Rescale the data below from its start through the line holding "[187,0,209,52]", inclusive, by copying every line, requests included, except the pictures. Multiply each coordinate in the answers by 2.3 and round to whole numbers, halves up.

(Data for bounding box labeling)

*-*-*

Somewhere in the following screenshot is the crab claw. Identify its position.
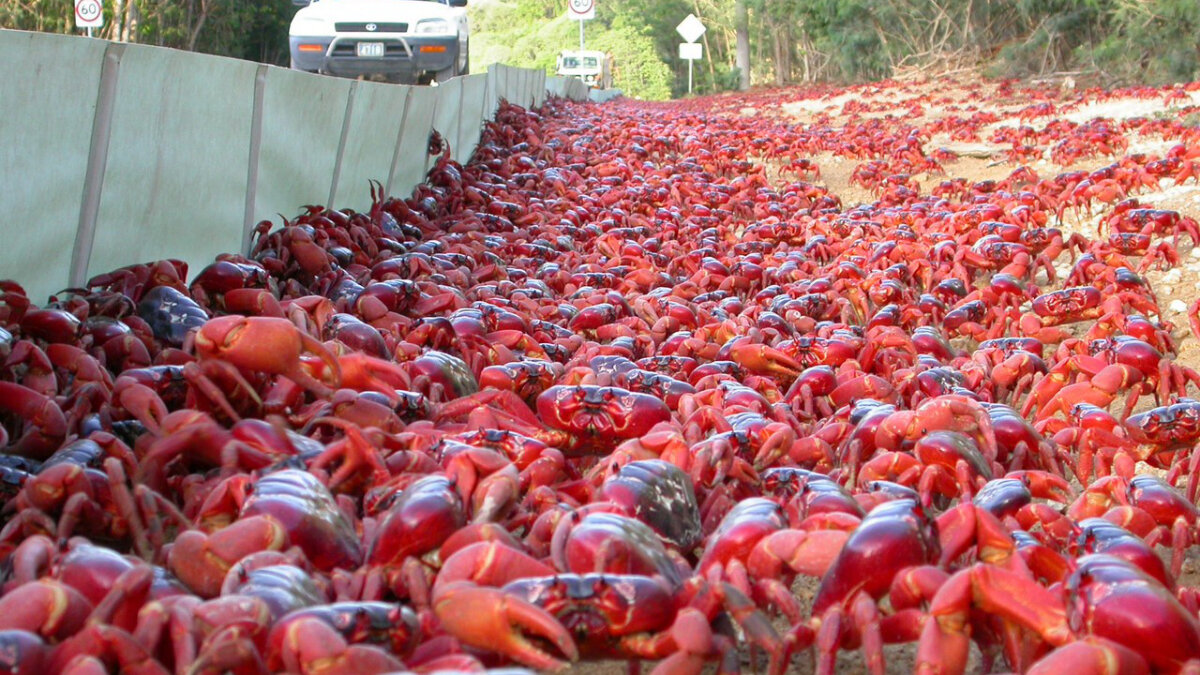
[433,581,580,670]
[730,342,804,377]
[167,515,288,598]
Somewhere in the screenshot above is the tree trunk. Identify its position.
[733,0,750,91]
[121,0,140,42]
[103,0,125,41]
[187,0,209,52]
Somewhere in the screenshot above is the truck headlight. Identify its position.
[416,19,454,35]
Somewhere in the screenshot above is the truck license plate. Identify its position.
[354,42,383,59]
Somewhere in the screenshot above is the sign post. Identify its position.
[676,14,708,94]
[76,0,104,37]
[566,0,596,52]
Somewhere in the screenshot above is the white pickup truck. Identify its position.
[288,0,470,84]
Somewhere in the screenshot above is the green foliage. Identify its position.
[468,0,686,100]
[7,0,1200,93]
[588,20,671,101]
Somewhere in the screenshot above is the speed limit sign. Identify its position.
[566,0,596,22]
[76,0,104,28]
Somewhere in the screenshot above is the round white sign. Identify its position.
[566,0,596,22]
[76,0,104,28]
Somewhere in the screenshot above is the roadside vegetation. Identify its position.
[0,0,1200,98]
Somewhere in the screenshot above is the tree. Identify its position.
[734,0,750,91]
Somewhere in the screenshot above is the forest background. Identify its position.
[0,0,1200,100]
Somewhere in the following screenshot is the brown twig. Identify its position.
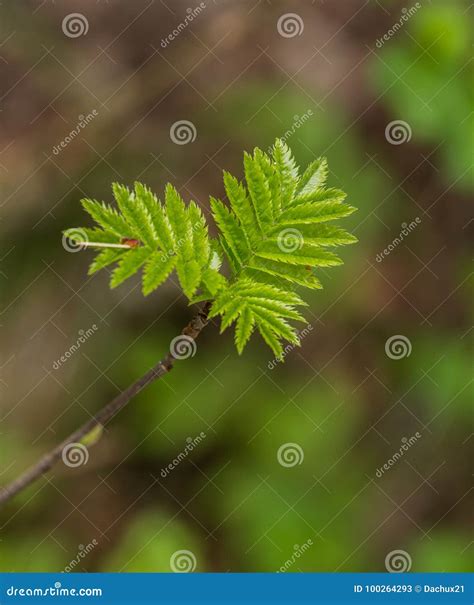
[0,302,211,505]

*-*-*

▸ Answer in full
Somewhere in the following screenshot is the crab claw. Identify its position.
[996,1336,1334,1541]
[1679,787,1849,867]
[384,1185,662,1375]
Somewhere in the screenshot above is the tree trunk. Identify its position.
[1686,0,1725,209]
[278,0,322,97]
[237,0,288,94]
[430,0,481,120]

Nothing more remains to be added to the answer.